Dataset excerpts below:

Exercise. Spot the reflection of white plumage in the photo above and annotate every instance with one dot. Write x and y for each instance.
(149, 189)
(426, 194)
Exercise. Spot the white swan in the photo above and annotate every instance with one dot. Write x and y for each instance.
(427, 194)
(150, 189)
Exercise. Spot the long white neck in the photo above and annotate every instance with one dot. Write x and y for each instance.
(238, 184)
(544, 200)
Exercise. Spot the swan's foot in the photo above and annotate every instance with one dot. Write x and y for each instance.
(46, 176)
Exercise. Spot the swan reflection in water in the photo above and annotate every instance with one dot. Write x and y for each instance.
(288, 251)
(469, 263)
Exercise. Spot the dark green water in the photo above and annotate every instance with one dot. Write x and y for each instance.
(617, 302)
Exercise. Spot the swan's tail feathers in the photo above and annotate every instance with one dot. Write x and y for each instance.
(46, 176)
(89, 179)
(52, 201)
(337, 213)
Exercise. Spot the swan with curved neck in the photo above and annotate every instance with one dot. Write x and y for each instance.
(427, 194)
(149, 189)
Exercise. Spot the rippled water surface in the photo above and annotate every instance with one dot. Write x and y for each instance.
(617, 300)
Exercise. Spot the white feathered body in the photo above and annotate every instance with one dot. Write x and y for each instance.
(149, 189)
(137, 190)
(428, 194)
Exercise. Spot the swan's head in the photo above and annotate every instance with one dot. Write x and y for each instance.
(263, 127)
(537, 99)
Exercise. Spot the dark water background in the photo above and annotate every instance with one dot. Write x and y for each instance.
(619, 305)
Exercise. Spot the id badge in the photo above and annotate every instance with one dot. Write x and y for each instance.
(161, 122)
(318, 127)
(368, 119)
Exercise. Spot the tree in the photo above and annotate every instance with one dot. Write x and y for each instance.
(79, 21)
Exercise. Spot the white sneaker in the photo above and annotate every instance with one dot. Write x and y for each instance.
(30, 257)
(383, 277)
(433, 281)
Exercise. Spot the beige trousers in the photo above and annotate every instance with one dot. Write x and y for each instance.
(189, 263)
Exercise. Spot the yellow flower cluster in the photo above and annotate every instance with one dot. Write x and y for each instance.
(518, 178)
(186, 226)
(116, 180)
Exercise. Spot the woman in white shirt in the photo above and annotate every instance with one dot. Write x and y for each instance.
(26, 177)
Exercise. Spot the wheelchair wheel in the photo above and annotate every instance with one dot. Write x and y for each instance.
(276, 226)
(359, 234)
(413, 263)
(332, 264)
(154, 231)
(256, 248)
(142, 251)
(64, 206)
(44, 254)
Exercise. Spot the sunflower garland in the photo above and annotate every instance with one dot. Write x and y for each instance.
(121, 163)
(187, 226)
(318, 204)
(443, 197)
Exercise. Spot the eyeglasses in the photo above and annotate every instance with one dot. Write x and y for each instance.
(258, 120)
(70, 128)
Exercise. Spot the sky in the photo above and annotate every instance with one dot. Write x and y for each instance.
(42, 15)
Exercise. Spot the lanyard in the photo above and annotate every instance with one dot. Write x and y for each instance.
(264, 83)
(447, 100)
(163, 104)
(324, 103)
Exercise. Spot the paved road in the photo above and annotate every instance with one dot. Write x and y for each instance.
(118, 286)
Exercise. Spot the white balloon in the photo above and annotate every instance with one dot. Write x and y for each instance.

End of Dataset excerpts.

Exercise: Each record above is to be reproduced verbatim.

Output of the task:
Exercise. Spot the reflection of white plumage in the photo above and annotate every instance with one dot. Write x and y for each instance.
(149, 189)
(426, 194)
Exercise. Spot the white swan in the photo above and annotate every instance with one dot. Write x and y for each instance.
(427, 194)
(150, 189)
Exercise. Spot the long white neck in the photo above and annotate every instance with one dot. Write x and y for each instance.
(238, 184)
(544, 200)
Exercise. Spot the swan's foot in the photo above and annotate every instance with one dot. Write x and y for each instance.
(46, 176)
Exercise. Spot the swan reflection in water in the photo above and annotate every instance with one dot. Write x and y for each instance.
(288, 251)
(469, 263)
Exercise. Spot the dark green water in the photo above and annotate every instance with one dot. Write x and y for each instance.
(617, 302)
Exercise. Spot the swan's tail feathers in the photo above and annotate every instance with one dot. Write x and y for each instance.
(46, 176)
(89, 179)
(52, 201)
(337, 213)
Exercise. Spot the swan with curved neck in the photo above and annotate every instance with one dot. Write x and y for each instance.
(427, 194)
(149, 189)
Exercise. Spot the rippled water surface in the photo above and annotate every instance with one dot. Write x and y for each instance.
(617, 300)
Exercise. Spot the white feathered body in the photo above and annotate every instance with one dot. Write x and y for each instance.
(149, 189)
(137, 190)
(428, 194)
Exercise. Spot the swan's head in the photo above and annotate every instance with one dot. Write x and y for each instance.
(263, 127)
(537, 99)
Exercise. Spot the dark water background in the photo above and annotate every instance with one dot. Write x and y for each instance.
(619, 305)
Exercise. Spot the id badge in the photo above and annotate every instance with one dot. Write x and y for each instance.
(161, 122)
(318, 127)
(368, 119)
Exercise. Spot the tree in the photo above and annotate every instance with one dot. Write x and y for each instance.
(79, 21)
Exercise. Spot the white sneaker in the photo above and annotate every instance with one dot. Write x and y for each instance.
(30, 257)
(383, 277)
(433, 281)
Exercise. Spot the beige trousers in the photo above and annotate every instance with one dot. Write x and y for each instance.
(189, 263)
Exercise. Spot the yellow flower cluster in the photo above and annotate every instance with one dot. Write x and y for each instance.
(518, 178)
(186, 226)
(116, 180)
Exercise. Spot the woman in white shirt in the photo above and annotate every instance with one dot. Write x and y for each instance.
(26, 177)
Exercise. Spot the wheelchair wheel in the photo above and annotate every instance with one dot. Write x and y for each instance.
(276, 226)
(359, 234)
(413, 263)
(332, 264)
(154, 231)
(256, 248)
(142, 251)
(64, 206)
(44, 254)
Exercise. Spot the sunflower garland in the photo above and annotate every instance with one dot. Write x and y for each instance.
(121, 163)
(187, 226)
(318, 204)
(443, 197)
Exercise. Spot the eyeglasses in the photo above and annotate every instance with one dot. Write x and y for each instance.
(258, 120)
(70, 128)
Exercise. Spot the sky in the photo above and annotate every instance with one dot. Write x and y for each instance.
(42, 15)
Exercise. Spot the lanyard in the photo above and annotate every instance with one dot. Write x and y for each instance.
(264, 83)
(447, 100)
(163, 104)
(324, 103)
Exercise. Spot the paved road in the photo above and annotate every instance with one dot. Write x and y for each instance.
(118, 286)
Exercise. Spot the white balloon in the photo above and annotate every instance with one dot. Write x and y for each instance.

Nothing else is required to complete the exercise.